■ What you have to do
Lay out every line of the material below as a numbered list, skipping any blank lines. Leave the pictures out of your answer.

■ Records from a collection

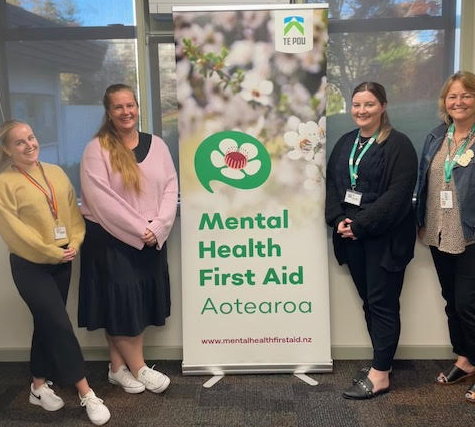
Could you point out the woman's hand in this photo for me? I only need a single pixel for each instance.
(149, 238)
(68, 255)
(344, 228)
(421, 232)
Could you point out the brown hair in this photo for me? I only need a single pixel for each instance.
(121, 157)
(468, 81)
(5, 129)
(379, 93)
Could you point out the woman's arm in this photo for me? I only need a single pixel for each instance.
(393, 204)
(22, 239)
(162, 225)
(107, 207)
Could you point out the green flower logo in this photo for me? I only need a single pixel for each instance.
(232, 157)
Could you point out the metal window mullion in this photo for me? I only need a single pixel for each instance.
(372, 25)
(448, 14)
(70, 33)
(143, 79)
(4, 85)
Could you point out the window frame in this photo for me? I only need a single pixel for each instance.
(64, 33)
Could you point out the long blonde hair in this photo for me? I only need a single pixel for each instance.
(121, 157)
(5, 129)
(377, 89)
(468, 81)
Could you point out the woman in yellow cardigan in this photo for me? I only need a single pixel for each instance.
(43, 228)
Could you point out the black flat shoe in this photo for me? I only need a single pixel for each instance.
(363, 373)
(452, 376)
(362, 390)
(470, 394)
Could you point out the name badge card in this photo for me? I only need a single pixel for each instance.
(446, 201)
(60, 233)
(353, 197)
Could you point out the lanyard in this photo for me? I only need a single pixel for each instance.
(51, 197)
(449, 165)
(352, 165)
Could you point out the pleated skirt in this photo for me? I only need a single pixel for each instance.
(121, 288)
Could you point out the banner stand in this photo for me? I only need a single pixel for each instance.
(251, 91)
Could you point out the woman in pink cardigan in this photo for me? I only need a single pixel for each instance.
(129, 198)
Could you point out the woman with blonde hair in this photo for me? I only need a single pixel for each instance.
(371, 175)
(43, 228)
(129, 199)
(446, 218)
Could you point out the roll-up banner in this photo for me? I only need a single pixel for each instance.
(251, 113)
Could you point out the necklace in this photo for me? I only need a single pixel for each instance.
(362, 143)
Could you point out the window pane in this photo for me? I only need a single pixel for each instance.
(70, 13)
(169, 108)
(347, 9)
(408, 63)
(57, 87)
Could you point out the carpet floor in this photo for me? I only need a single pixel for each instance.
(250, 400)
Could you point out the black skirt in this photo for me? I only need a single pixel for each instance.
(121, 289)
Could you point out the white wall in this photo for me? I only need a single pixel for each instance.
(424, 330)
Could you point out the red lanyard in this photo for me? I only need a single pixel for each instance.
(51, 197)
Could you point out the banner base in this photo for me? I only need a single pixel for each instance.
(269, 368)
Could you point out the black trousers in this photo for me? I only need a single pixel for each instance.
(380, 290)
(55, 352)
(457, 279)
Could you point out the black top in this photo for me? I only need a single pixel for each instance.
(386, 176)
(143, 147)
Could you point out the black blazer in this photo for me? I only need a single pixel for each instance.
(388, 174)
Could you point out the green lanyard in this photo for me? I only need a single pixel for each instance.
(449, 165)
(353, 166)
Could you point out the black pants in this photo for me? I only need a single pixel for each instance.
(457, 279)
(380, 290)
(55, 352)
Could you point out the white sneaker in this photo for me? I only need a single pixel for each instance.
(153, 380)
(124, 378)
(45, 397)
(95, 408)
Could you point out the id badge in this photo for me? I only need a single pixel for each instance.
(446, 201)
(60, 233)
(353, 197)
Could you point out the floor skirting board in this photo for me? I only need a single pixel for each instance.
(339, 352)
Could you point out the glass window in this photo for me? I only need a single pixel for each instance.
(69, 13)
(408, 46)
(409, 64)
(55, 81)
(39, 110)
(353, 9)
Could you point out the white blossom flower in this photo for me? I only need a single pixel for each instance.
(304, 141)
(257, 90)
(235, 163)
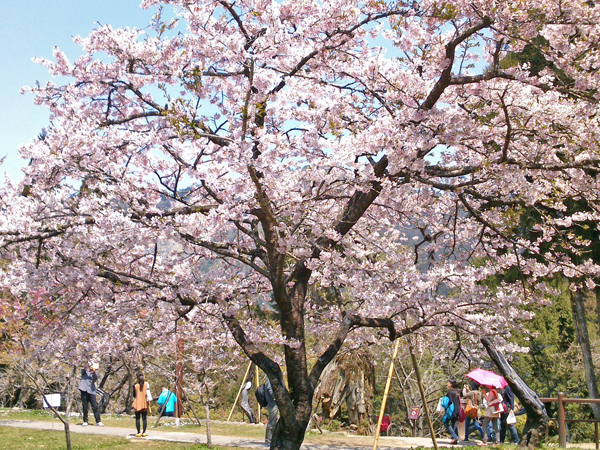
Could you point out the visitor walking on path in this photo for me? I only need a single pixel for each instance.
(273, 412)
(141, 396)
(473, 395)
(509, 406)
(87, 387)
(493, 401)
(451, 405)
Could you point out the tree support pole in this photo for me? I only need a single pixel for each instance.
(256, 387)
(385, 394)
(240, 391)
(179, 383)
(422, 391)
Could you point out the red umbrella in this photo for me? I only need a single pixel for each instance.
(487, 378)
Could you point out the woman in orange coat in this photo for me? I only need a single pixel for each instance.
(140, 403)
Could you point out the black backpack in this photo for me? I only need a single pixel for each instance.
(261, 395)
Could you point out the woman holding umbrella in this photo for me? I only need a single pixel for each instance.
(493, 401)
(490, 381)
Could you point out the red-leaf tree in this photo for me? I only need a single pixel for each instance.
(301, 168)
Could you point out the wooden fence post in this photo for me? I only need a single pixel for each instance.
(562, 423)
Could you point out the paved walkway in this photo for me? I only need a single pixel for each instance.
(354, 442)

■ Written answer
1. Could you point out the woman's hand in this photo for me? I only need a single pixel for each instance.
2. (149, 238)
3. (68, 255)
4. (344, 228)
5. (421, 232)
6. Could you point out the brown hair in this photo for me? I only need a single pixel for each instance.
7. (121, 157)
8. (468, 81)
9. (5, 129)
10. (379, 93)
11. Could you point out the woman's arm in this photo for me? I only need a single pixel for each instance.
12. (393, 204)
13. (22, 239)
14. (162, 225)
15. (107, 207)
16. Could you point out the green flower logo in this photo for me? I only need a single pixel for each instance.
17. (232, 157)
18. Could you point out the metal window mullion in this photo for me? I only need a single pixel for each instance.
19. (372, 25)
20. (448, 14)
21. (70, 33)
22. (143, 79)
23. (4, 85)
24. Could you point out the window frame in this photo for me? I only need a single pixel for each instance.
25. (64, 33)
26. Could you point out the long blonde hair in this photo for me? I only need a single pixel for each instance.
27. (121, 157)
28. (5, 129)
29. (377, 89)
30. (468, 81)
31. Could you point out the woman in yellow cardigan in this photo for me? I only need a single pixel for each instance.
32. (43, 228)
33. Could you point out the black flat shoe in this photo for me? I only need a single pixel for each instance.
34. (363, 373)
35. (452, 376)
36. (362, 390)
37. (470, 394)
38. Could you point out the name badge card in this photo for me? I only need a single pixel for each instance.
39. (446, 201)
40. (60, 233)
41. (353, 197)
42. Could you point out the lanyard in this photo for me? I only need a single pixel for each instance.
43. (51, 197)
44. (449, 165)
45. (352, 165)
46. Could you point out the pleated skirt in this photo for me? I only need a single pixel for each instance.
47. (121, 288)
48. Could you point out the banner stand in this photo for me? I only need a single pixel for each instance.
49. (251, 91)
50. Could you point out the woman in pink cardigan in this photo for me? I only need a single pixel for each instance.
51. (129, 198)
52. Could you point out the woman with blonde hair in this photo for me? I only need a single pixel for each instance.
53. (371, 175)
54. (43, 228)
55. (129, 199)
56. (446, 218)
57. Could you point out the roll-up banner in this photo for me? I only need a single pixel for each instance.
58. (251, 113)
59. Could you point out the necklace in this photo for me? I only need a single pixel for each instance.
60. (362, 143)
61. Could you point out the window pane in this photo for me? I only need a single pixel for each instance.
62. (70, 13)
63. (169, 108)
64. (347, 9)
65. (408, 63)
66. (57, 87)
67. Could you point out the carpet floor in this photo for me? I only need a single pixel for each instance.
68. (250, 400)
69. Could you point out the black skirt in this photo for me? I only need a single pixel for each instance.
70. (121, 289)
71. Could you point out the white wall in this photo for me? I only need a single pixel for each instance.
72. (424, 330)
73. Could you point out the red lanyard in this photo for me? I only need a single pixel for each instance.
74. (51, 197)
75. Could you point out the banner base in this photo for me? I only need a single pixel for each instance.
76. (269, 368)
77. Could you point out the black trousers in this photo for me? I only need a single pixel for each instance.
78. (380, 290)
79. (55, 352)
80. (457, 279)
81. Could you point out the black top in this photo for me? I only need a single pixel for each instance.
82. (386, 176)
83. (143, 147)
84. Could you point out the black blazer in this photo for me? I only need a single pixel for each instance.
85. (388, 174)
86. Could you point out the green lanyard in this photo for me? I only need a single pixel for each instance.
87. (449, 165)
88. (353, 166)
89. Could you point out the black pants in this photo for me? I only need a single pixel for each instance.
90. (457, 279)
91. (380, 290)
92. (55, 352)
93. Could you point out the white sneaker in this photo for me? I only need a single pixel for each instance.
94. (153, 380)
95. (124, 378)
96. (45, 397)
97. (95, 408)
98. Could you point out the id badge in this photo for me? I only need a single pixel for each instance.
99. (446, 201)
100. (60, 233)
101. (353, 197)
102. Could you point out the floor skirting board in this photo for me? I only need a single pixel for each instance.
103. (339, 352)
104. Could you point out the glass window in this photo for me? I only need a single pixel for each instance.
105. (69, 13)
106. (408, 46)
107. (409, 64)
108. (55, 81)
109. (39, 110)
110. (353, 9)
111. Could you point out the white blossom flower in this photo for me? I only need a single pixel for each instance.
112. (304, 141)
113. (257, 90)
114. (235, 163)
115. Could you point out the visitor walking on path in this photo for me? I only need a single pixel for each instance.
116. (273, 412)
117. (141, 396)
118. (473, 395)
119. (509, 406)
120. (87, 387)
121. (493, 401)
122. (451, 405)
123. Could you point out the tree support pole in this photo for me? I only need a single pixel for each instance.
124. (256, 387)
125. (385, 394)
126. (240, 391)
127. (179, 383)
128. (422, 391)
129. Could you point out the red umbrella in this photo for me? I only need a single pixel for each instance.
130. (487, 378)
131. Could you point out the woman in orange coat in this photo for me? I only need a single pixel for each instance.
132. (140, 403)
133. Could you point out the black backpack in this photo for me? I only need a single pixel for each instance.
134. (261, 395)
135. Could you point out the woman holding umbrella in this photo for me? I only need a single pixel for each instance.
136. (493, 401)
137. (490, 381)
138. Could you point out the red-leaf tree in this photo for me? I only need a single pixel for each instance.
139. (301, 168)
140. Could you point out the wooden fence post in this photo for me? I only need a single pixel for each instance.
141. (562, 423)
142. Could you point out the paved walkway in this photo for me? I only need a single pixel for each instance.
143. (354, 442)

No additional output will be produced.